SET PROBLEM
Reproduce word for word the part of the items below that begins with the line containing "point: car front" and continues through the last of the items.

(Items stored from a collection)
================

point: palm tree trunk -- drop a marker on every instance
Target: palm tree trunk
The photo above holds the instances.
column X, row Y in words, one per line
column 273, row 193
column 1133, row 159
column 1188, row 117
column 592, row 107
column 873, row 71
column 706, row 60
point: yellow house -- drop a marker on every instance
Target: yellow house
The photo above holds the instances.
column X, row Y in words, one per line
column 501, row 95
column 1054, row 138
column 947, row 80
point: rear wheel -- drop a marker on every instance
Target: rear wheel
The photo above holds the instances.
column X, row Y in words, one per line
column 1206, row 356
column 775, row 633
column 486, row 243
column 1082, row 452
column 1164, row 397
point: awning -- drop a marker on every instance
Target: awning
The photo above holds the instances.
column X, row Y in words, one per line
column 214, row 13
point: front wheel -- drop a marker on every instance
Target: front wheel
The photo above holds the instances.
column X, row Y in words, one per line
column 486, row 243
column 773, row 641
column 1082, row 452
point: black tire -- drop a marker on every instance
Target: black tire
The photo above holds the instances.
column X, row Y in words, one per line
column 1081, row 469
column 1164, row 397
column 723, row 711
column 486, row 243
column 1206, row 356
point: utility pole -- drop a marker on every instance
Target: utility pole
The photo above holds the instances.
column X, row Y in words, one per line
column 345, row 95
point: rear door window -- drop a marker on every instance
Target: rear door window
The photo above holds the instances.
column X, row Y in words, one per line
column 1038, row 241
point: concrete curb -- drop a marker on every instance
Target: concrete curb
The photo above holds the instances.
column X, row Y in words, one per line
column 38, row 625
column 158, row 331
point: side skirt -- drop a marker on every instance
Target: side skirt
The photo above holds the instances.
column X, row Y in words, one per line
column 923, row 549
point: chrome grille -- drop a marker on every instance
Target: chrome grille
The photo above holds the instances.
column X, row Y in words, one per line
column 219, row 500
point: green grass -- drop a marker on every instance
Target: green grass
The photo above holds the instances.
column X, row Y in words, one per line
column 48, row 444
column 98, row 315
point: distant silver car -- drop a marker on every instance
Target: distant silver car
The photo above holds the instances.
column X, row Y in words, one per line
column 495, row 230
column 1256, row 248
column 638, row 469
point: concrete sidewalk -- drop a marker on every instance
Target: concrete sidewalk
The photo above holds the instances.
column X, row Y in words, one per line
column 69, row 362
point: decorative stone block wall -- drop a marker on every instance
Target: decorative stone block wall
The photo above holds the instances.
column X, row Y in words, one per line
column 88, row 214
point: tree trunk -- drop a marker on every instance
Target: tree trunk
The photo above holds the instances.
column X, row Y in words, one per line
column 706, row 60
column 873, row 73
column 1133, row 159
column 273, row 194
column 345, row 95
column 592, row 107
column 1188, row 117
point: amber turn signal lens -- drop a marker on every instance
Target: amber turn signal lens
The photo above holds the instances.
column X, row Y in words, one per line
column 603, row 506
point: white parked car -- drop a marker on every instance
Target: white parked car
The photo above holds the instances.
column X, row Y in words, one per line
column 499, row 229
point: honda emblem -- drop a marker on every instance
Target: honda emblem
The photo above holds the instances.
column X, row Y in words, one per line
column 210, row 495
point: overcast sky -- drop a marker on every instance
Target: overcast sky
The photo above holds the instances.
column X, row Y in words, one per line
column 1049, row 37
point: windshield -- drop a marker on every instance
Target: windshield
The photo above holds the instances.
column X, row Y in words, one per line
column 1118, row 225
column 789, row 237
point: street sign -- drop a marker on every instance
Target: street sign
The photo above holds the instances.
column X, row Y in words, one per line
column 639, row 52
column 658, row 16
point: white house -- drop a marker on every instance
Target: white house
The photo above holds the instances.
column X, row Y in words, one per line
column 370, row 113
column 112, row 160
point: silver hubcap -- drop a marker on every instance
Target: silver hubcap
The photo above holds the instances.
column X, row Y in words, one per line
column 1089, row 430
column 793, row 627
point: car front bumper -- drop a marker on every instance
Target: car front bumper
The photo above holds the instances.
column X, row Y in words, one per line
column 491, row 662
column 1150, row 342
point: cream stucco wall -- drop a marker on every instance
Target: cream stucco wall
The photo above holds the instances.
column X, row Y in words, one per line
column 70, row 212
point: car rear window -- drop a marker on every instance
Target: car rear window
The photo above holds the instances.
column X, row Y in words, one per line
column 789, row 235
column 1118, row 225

================

EXERCISE RESULT
point: car front bumper -- drop a marker on every instance
Target: car front bumper
The photo above holds the instances.
column X, row Y in words, one per line
column 491, row 662
column 1150, row 342
point: cream stucco wall -- drop a marker on every instance
Target: cream stucco wall
The photo above holds the instances.
column X, row Y in words, one per line
column 70, row 212
point: car rear window -- drop a marker on every instance
Target: car rear window
The photo above holds the instances.
column X, row Y in words, one per line
column 789, row 235
column 1118, row 225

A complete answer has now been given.